From the first line to the last, reproduce the records exactly as they appear below.

··· Material shown ···

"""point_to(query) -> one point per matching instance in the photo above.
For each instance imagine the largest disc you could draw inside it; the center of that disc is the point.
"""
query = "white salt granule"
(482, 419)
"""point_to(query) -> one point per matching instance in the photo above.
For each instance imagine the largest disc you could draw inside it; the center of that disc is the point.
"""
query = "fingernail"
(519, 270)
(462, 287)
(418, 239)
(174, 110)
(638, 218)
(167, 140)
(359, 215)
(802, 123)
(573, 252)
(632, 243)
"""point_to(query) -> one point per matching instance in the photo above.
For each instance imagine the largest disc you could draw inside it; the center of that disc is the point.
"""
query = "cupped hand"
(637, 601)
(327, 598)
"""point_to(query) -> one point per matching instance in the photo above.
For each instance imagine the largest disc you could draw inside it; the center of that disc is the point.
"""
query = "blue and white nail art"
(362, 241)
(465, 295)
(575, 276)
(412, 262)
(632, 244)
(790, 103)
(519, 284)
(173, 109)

···

Solution for this exercise.
"""point_to(query) -> one point per matching instance in the photo above.
For each instance imagine the largest disc you could draw inside it; the center of that disc is the point.
"""
query = "white salt granule"
(482, 419)
"""point_to(query) -> one point per matching instance in the photo above.
For each instance imagine the largest disc you could draw inside it; the center of that disc is the point.
"""
query = "fingernail"
(519, 270)
(462, 287)
(418, 239)
(174, 110)
(638, 218)
(167, 140)
(359, 215)
(802, 123)
(573, 252)
(632, 243)
"""point_to(query) -> one point per matching instance in the photo above.
For each instance imagine the largest disc you could draw inside it; the center of that disc is the point.
"""
query = "cupped hand"
(637, 601)
(327, 598)
"""point_to(query) -> one point per matching instance in the photo above.
For each instance imagine the largest disc you could draw inside it; the center of that disc is the point.
"""
query = "blue and white nail art"
(362, 241)
(465, 295)
(575, 276)
(412, 262)
(632, 244)
(790, 103)
(519, 284)
(173, 109)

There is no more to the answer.